TASK INSTRUCTIONS: List every subject that the album description says the six songs take on.

PAGE EXCERPT:

Album: In The Country of Lost Minds (2024)

Album cover of Acid42's In The Country of lost Minds. Image of a traveler in a surreal Salvador Dali-esque landscape.

How do you know you’re living In The Country of Lost Minds? When everything is topsy-turvy and inside out. When you find the love of your life while in a life threatening experience. When relationships fall from bliss into constant conflict. When you realize the best days are over, the children have moved away, and death becomes a very real possibility.

Every year that March rolls around, I force myself to finish tracks and release them to the world as a way to honor the passing of my dad who died from lung cancer on March 21st, 2021. It’s also a personal reminder that if I don’t record and release these tracks, the music will fade away on a notebook in a dusty shelf. This year’s fresh new collection, In The Country of Lost Minds, features six songs tackling death, children, aging, school violence, toxicity, bitterness, and yet through it all is a prayer for the safety of loved ones. I wrote the lyrics from equal parts of sadness, disdain, and just pure manic joy. Welcome back to the neon-hued land of 1980s synthscapes and new romanticism.

SUPPLIED INFORMATION:
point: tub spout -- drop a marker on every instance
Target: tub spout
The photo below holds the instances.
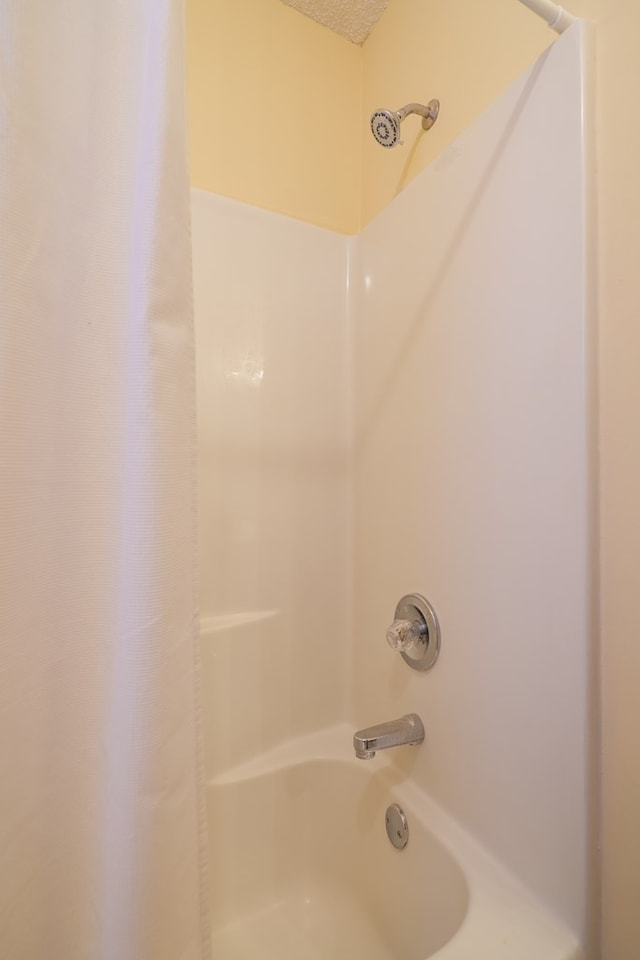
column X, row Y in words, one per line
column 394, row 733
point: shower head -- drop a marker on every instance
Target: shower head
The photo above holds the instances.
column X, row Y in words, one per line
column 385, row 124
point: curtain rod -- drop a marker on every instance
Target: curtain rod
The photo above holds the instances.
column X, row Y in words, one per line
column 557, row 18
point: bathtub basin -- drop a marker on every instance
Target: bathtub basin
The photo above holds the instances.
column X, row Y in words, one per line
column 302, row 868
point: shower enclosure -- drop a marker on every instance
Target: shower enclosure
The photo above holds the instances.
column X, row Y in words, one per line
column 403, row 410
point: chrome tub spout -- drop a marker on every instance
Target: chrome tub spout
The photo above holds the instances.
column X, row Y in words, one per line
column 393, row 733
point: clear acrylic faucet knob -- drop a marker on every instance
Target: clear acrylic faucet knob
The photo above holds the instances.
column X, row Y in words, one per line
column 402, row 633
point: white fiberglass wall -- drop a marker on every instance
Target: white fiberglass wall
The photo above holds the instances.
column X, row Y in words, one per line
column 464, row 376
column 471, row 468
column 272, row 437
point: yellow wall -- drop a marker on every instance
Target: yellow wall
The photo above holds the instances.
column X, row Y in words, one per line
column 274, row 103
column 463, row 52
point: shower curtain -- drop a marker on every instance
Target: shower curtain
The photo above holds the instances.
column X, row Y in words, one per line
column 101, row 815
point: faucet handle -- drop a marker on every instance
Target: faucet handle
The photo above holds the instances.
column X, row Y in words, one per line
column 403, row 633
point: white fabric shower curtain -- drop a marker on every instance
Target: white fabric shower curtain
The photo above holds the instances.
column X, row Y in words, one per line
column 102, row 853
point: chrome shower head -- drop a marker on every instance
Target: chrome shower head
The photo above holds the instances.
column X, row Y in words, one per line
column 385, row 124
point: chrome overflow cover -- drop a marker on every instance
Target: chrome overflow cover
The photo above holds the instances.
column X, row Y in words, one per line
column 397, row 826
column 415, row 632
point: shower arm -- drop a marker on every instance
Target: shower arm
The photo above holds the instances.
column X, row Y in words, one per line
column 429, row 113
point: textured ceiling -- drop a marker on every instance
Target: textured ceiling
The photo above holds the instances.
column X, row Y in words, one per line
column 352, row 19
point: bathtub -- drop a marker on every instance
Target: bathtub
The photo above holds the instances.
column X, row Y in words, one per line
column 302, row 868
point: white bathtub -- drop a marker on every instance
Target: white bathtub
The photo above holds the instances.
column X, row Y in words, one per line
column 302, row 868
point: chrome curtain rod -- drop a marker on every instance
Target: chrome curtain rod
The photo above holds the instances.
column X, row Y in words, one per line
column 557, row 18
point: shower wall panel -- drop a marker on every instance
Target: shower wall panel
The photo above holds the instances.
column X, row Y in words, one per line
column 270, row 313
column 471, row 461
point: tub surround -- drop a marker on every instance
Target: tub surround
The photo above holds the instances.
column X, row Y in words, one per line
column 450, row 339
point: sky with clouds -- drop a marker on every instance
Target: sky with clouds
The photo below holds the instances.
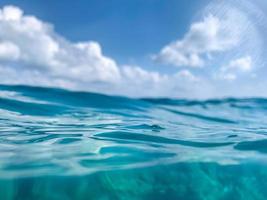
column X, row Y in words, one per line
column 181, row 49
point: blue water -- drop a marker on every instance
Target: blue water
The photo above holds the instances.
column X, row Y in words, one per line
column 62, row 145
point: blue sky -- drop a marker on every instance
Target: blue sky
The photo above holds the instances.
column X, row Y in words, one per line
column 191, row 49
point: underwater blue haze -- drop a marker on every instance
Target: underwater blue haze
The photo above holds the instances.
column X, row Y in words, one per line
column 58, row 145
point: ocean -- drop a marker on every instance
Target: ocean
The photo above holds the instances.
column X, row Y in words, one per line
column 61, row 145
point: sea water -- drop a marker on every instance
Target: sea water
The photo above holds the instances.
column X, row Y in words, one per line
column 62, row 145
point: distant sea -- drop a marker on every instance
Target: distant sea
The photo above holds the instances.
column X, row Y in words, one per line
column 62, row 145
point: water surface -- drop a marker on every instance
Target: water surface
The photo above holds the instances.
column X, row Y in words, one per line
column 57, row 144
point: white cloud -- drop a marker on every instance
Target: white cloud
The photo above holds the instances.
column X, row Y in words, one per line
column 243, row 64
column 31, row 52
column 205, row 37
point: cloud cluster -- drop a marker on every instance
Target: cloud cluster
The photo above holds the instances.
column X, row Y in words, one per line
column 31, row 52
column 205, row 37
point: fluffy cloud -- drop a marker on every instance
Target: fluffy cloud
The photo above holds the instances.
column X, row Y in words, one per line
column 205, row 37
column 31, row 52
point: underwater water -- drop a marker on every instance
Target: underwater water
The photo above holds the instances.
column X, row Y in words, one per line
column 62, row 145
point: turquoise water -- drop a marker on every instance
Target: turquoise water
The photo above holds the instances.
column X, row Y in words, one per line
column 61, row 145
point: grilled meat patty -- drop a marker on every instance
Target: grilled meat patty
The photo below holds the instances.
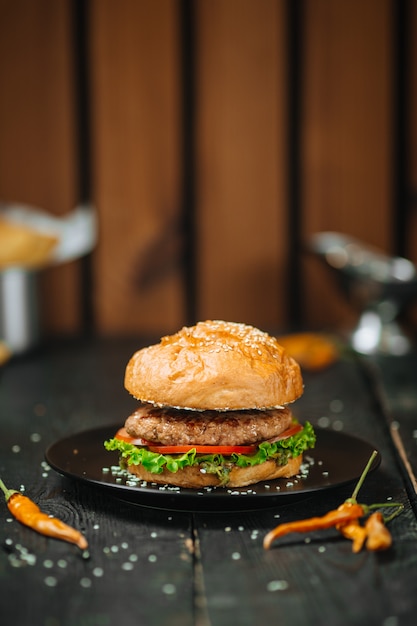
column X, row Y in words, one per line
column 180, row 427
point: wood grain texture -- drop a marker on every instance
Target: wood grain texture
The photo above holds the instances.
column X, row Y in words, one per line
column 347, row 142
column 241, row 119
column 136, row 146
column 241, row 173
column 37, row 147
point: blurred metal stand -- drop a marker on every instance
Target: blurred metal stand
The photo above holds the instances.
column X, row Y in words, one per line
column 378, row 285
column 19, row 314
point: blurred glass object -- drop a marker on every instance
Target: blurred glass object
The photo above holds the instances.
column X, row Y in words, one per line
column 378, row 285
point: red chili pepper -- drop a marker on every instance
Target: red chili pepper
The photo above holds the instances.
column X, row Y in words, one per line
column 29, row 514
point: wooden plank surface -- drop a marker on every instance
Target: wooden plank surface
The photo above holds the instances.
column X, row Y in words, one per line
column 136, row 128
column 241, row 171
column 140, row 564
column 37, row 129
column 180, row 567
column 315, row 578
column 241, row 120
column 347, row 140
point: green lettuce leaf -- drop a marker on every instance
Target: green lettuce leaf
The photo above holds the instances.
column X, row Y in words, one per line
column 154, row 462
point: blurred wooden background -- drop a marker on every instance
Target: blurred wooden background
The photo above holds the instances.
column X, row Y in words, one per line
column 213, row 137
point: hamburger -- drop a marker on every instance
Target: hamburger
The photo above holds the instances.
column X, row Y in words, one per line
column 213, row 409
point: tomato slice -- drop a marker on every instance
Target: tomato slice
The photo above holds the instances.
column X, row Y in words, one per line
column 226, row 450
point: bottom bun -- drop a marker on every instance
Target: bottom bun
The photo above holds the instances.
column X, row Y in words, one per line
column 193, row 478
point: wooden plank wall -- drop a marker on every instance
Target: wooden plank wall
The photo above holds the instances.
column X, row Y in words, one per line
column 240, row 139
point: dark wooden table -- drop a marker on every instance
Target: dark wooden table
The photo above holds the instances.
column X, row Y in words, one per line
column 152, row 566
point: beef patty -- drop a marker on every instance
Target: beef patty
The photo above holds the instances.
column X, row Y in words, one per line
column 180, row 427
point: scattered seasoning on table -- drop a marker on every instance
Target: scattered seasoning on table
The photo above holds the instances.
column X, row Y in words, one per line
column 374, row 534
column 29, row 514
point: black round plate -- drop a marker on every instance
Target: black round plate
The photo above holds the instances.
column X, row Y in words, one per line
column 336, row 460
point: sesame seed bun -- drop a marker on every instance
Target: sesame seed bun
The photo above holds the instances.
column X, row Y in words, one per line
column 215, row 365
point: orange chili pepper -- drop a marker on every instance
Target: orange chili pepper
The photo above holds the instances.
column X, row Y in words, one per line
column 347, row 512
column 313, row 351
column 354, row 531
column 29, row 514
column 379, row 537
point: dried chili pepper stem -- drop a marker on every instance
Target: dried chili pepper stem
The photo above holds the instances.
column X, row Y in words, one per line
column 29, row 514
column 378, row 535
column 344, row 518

WRITTEN ANSWER: death, children, aging, school violence, toxicity, bitterness